## Assigned task
The records below need copying. Match each line exactly.

## Records for processing
>>>>

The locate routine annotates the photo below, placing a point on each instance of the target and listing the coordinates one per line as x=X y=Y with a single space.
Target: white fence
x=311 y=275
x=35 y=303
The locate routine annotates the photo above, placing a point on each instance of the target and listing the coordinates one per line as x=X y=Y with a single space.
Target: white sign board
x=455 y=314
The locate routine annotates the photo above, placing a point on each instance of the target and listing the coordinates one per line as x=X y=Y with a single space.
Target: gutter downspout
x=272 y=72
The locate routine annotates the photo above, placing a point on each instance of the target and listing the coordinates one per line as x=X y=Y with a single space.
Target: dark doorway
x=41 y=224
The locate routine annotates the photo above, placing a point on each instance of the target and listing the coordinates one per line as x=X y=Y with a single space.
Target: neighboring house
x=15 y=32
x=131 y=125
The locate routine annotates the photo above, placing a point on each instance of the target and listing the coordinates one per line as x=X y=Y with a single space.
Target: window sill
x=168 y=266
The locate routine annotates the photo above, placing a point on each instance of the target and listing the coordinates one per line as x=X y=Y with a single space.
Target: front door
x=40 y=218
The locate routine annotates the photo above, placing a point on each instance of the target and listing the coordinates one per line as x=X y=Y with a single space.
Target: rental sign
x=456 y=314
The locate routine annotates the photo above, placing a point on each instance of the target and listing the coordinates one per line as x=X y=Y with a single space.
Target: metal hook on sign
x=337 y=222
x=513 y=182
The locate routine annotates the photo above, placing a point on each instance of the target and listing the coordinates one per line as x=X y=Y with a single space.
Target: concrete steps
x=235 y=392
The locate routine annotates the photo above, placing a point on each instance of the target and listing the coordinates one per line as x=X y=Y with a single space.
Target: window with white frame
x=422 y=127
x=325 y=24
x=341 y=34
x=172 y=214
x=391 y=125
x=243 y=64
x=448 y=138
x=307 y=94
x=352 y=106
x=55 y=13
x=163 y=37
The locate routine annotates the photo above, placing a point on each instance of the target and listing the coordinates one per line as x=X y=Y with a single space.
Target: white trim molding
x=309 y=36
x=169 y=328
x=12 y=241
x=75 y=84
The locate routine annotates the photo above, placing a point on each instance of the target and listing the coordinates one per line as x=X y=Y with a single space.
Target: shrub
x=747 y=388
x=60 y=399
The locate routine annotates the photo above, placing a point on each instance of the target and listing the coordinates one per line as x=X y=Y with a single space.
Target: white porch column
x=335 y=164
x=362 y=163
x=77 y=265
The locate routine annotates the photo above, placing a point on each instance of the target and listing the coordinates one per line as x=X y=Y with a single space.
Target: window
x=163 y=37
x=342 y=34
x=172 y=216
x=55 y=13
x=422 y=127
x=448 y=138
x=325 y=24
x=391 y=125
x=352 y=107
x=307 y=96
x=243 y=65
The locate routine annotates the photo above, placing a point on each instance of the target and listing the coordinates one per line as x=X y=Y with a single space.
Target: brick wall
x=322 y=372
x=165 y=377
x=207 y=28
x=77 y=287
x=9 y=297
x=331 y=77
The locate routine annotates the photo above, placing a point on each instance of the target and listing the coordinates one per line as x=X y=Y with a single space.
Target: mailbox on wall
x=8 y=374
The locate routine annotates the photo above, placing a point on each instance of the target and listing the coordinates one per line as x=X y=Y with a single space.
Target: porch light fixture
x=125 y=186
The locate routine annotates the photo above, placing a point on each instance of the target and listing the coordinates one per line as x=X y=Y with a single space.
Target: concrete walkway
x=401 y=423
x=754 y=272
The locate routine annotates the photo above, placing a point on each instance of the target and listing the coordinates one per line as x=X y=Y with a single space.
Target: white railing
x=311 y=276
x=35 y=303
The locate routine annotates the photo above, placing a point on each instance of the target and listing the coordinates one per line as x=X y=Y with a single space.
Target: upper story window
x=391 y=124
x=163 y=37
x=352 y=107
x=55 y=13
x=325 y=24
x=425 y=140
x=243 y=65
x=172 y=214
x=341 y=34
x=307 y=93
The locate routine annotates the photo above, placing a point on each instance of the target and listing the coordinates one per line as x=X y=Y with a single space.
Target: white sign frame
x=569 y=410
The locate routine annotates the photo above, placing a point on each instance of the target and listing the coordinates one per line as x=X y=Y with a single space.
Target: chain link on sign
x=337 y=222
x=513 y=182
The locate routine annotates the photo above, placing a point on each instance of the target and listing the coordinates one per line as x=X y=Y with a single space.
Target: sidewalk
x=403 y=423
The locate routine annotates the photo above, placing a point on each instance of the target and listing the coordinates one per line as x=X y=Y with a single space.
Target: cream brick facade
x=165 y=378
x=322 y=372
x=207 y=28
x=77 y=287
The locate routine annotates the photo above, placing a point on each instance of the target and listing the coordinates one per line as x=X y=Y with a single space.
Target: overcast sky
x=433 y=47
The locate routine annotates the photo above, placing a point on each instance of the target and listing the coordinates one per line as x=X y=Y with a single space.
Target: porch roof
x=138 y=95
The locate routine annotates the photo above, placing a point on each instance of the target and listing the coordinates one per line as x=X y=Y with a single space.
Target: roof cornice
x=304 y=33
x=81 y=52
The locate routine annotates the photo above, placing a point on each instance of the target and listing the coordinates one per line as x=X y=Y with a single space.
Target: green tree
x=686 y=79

<<<<

## Answer below
The locate routine annotates the photo below, placing a point on each instance of the target and listing the coordinates one per line as x=X y=Y with a single space.
Target: white fence
x=311 y=275
x=35 y=303
The locate routine annotates the photo above, placing a point on each instance of the target and listing the coordinates one per line as x=X y=Y with a single space.
Target: white sign board
x=455 y=314
The locate routine annotates the photo above, placing a point on each instance of the target and listing the coordinates one per line as x=X y=Y with a single space.
Target: gutter downspout
x=272 y=72
The locate routine annotates the photo above, placing a point on each instance of the target and listing the coordinates one per line as x=X y=Y with a single space.
Target: dark doorway
x=41 y=224
The locate routine annotates the photo above, placing a point on each instance of the target and listing the coordinates one per line as x=X y=Y with a single space.
Target: neighboring house
x=15 y=32
x=131 y=125
The locate routine annotates the photo above, placing a point on each instance of the target and listing the coordinates one per line as x=X y=Y with a single space.
Target: window sill
x=168 y=266
The locate routine annotates the photo above, placing a point on each instance of the target and listing the coordinates one per line as x=X y=Y with a single space.
Target: front door
x=40 y=218
The locate routine annotates the photo above, placing a point on each instance of the target and listing the coordinates one per line as x=X y=Y with a single space.
Target: rental sign
x=456 y=314
The locate routine annotates the photo above, placing a point on each instance of the target and listing the coordinates one per line as x=X y=Y with a single space.
Target: metal hook on sign
x=337 y=222
x=513 y=182
The locate routine annotates the photo above, placing a point on each instance of the target and listing the coordinates one per line as x=X y=Y with a single space.
Target: concrete steps
x=235 y=392
The locate routine annotates the photo above, placing a point on each instance of the target and listing the coordinates one per line as x=X y=Y with a single space.
Target: window with white frame
x=422 y=127
x=325 y=24
x=341 y=34
x=172 y=214
x=391 y=125
x=243 y=64
x=448 y=138
x=307 y=94
x=352 y=106
x=55 y=13
x=163 y=37
The locate routine annotates the photo above, placing a point on each instance of the target and listing the coordinates one per line as x=X y=Y with a single space.
Target: white trim molding
x=309 y=36
x=169 y=328
x=12 y=241
x=75 y=84
The locate routine annotates the photo above, placing a point on each instance of the target and listing the coordinates one per line as x=X y=Y with a single space.
Target: shrub
x=747 y=388
x=60 y=399
The locate routine annotates the photo above, placing a point on each instance of the target and listing the coordinates one per line as x=X y=Y with a single space.
Target: white porch column
x=335 y=164
x=362 y=163
x=77 y=265
The locate routine annotates the photo above, placing a point on each instance of the target and listing the coordinates one per line as x=X y=Y with a single space.
Target: window
x=163 y=37
x=342 y=34
x=172 y=216
x=55 y=13
x=422 y=127
x=448 y=138
x=325 y=24
x=391 y=125
x=352 y=107
x=307 y=96
x=243 y=65
The locate routine annotates the photo above, placing a point on each instance of the target and listing the coordinates one per line as x=X y=Y with a single space.
Target: brick wall
x=322 y=372
x=165 y=377
x=207 y=28
x=77 y=287
x=9 y=297
x=331 y=77
The locate routine annotates the photo above, placing a point on each instance of the target and listing the coordinates one per line as x=X y=Y with a single space.
Target: mailbox on wall
x=8 y=374
The locate routine annotates the photo above, placing a point on each instance of the target and listing the coordinates one per line as x=X y=Y with a single space.
Target: porch light fixture
x=125 y=186
The locate routine annotates the photo above, placing a point on each instance of the target and listing the coordinates one per line as x=X y=Y with a single space.
Target: concrete walkway
x=401 y=423
x=754 y=272
The locate routine annotates the photo above, placing a point on each instance of the target and listing the coordinates one per line as x=X y=Y with a single space.
Target: white railing
x=311 y=276
x=35 y=303
The locate routine annotates the photo above, placing a point on each instance of the target and listing the coordinates one per line as x=X y=Y with a single space.
Target: upper story window
x=391 y=124
x=163 y=37
x=352 y=107
x=55 y=13
x=325 y=24
x=425 y=140
x=243 y=65
x=172 y=214
x=341 y=34
x=307 y=93
The locate routine annotates the photo above, placing a point on each instance of the target and listing the coordinates one per line as x=X y=Y with a single space.
Target: white sign frame
x=569 y=410
The locate routine annotates the photo above, placing a point on each instance of the target and listing the coordinates one per line as x=X y=Y with a single space.
Target: chain link on sign
x=337 y=222
x=513 y=182
The locate routine annotates the photo above, placing a point on each instance of the target and listing the coordinates one per line as x=X y=Y with a single space.
Target: sidewalk
x=403 y=423
The locate routine annotates the photo above, placing a point on each instance of the target and listing the coordinates one per line as x=X y=Y with a single space.
Target: cream brick facade
x=165 y=378
x=322 y=372
x=207 y=28
x=77 y=287
The locate routine annotates the photo above, placing a point on each instance of the target and listing the coordinates one per line as x=X y=Y with a single space.
Target: overcast sky
x=433 y=47
The locate routine annotates the photo above, placing a point on each instance of the target and listing the coordinates one per line as x=X y=Y with a single space.
Target: porch roof
x=138 y=95
The locate routine annotates the photo above, placing a point on each instance of the target and listing the coordinates one per line as x=X y=Y with a single space.
Target: roof cornice
x=304 y=33
x=81 y=52
The locate routine annotates the photo above, placing a point on each instance of the target and listing the coordinates one per line as x=X y=Y with a single space.
Target: green tree
x=686 y=79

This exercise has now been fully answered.